Task list:
a: According to the text on biotech start-ups, by how many months does iGuard claim its services shorten its clients' study timelines?
b: Write the next part of the passage on the future of biotech start-ups, picking up after its final sentence.

Document text:
Future of Start-Ups
What does this all portend for biotech start-ups? First, start-ups combining first-rate science with experienced entrepreneurs and project managers will have to operate more efficiently with lower overhead and less capital. This may mean forming a virtual company, which, at least for its first couple of products, licenses in technology and outsources further development, manufacturing, and sales.
This also means exploiting other technologies outside of biotech in order to operate most efficiently. For example, according to Malorye Allison in the October 2009 issue of Nature Biotechnology, “One-third of [clinical] trial sites fail to recruit a single patient and fewer than 20% of clinical trials are completed on time, with about half of the delays attributed to patient recruitment.” This has led to the formation of social networking sites by both nonprofits and commercial enterprises. One such enterprise, iGuard, was reported to have recruited over 2,500 patients for more than 60 clinical trials. iGuard claims that its services shorten its clients’ study timelines by 4–6 months.
Second, even though total VC funding has fallen considerably in these difficult times, and biotech companies have also been hard-pressed to secure capital, biotech’s share of VC has increased percentage-wise. This suggests that high-risk investments in biotech are preferentially being made because there is now a critical mass of well-managed development-stage biotech companies exploiting accelerating advances in enabling technologies. For knowledgeable investors the perceived rewards outweigh the perceived risks. As the economy recovers, more risk capital will become available, especially when exit strategies once again include initial public offerings.

Spatial localization data

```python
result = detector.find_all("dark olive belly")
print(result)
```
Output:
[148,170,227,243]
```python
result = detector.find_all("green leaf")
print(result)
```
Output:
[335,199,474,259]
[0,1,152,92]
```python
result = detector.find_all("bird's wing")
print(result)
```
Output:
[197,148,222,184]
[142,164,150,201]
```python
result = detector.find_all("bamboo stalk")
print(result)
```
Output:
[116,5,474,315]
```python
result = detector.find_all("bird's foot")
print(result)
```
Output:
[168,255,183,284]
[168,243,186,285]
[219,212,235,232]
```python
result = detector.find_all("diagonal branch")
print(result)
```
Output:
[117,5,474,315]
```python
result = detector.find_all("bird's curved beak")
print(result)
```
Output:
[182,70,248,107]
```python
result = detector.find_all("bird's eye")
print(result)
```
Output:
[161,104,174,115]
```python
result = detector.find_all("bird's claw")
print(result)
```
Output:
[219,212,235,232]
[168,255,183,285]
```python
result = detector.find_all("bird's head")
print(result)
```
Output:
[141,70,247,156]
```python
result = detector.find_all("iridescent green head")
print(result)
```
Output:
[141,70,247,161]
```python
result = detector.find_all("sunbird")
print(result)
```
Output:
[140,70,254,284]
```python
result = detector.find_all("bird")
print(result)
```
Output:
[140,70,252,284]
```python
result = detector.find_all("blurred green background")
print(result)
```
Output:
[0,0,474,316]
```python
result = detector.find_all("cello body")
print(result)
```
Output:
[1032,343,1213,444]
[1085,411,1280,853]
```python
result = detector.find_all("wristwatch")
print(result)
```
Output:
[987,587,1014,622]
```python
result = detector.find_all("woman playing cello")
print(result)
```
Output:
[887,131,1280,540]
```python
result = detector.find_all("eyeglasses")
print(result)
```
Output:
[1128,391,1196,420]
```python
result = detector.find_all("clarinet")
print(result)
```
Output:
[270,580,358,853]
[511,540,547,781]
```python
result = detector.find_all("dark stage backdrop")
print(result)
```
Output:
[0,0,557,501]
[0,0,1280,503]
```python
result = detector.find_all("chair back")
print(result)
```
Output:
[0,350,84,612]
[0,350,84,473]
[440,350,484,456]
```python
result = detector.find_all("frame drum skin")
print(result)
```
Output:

Answers by item number:
a: By 4–6 months.

b:
Finally, the economic collapse that occurred in late 2008 was not due to a failure in the VC marketplace, but rather a failure in a much larger financial universe involving the massive write-down of poorly understood, high-risk complex investments such as credit default swaps. Fund-raising by VC firms will improve as the economy recovers. Moreover, help is coming from some innovative state programs such as the Ohio Third Frontier, a $1.6 billion commitment that has created and nurtured over 500 companies, with a heavy impact on the biotech sector.
In June 2009, Florida state officials announced the formation of the $250 million Florida Growth Fund, managed by Hamilton Lane, an independent investment-management firm. Hamilton Lane is placing these funds in VC firms as well as directly into companies through investments with other institutional investors. Interestingly, as noted in the October 31, 2009, issue of The Economist, when governments try to directly manage VC funds that they create, they fare somewhat poorly, such as government funds created in Canada, France, Norway, and Malaysia. When they invest directly as limited partners in VC funds, they achieve much better results, such as in Israel and New Zealand.
Perhaps a harbinger of a turnaround regarding VC fundraising in the near future, Ballast Point Venture Partners announced in late October 2009, is the closing of a new fund with commitments of $140 million, exceeding their original target of $125 million. The Florida Growth fund is one of the investors.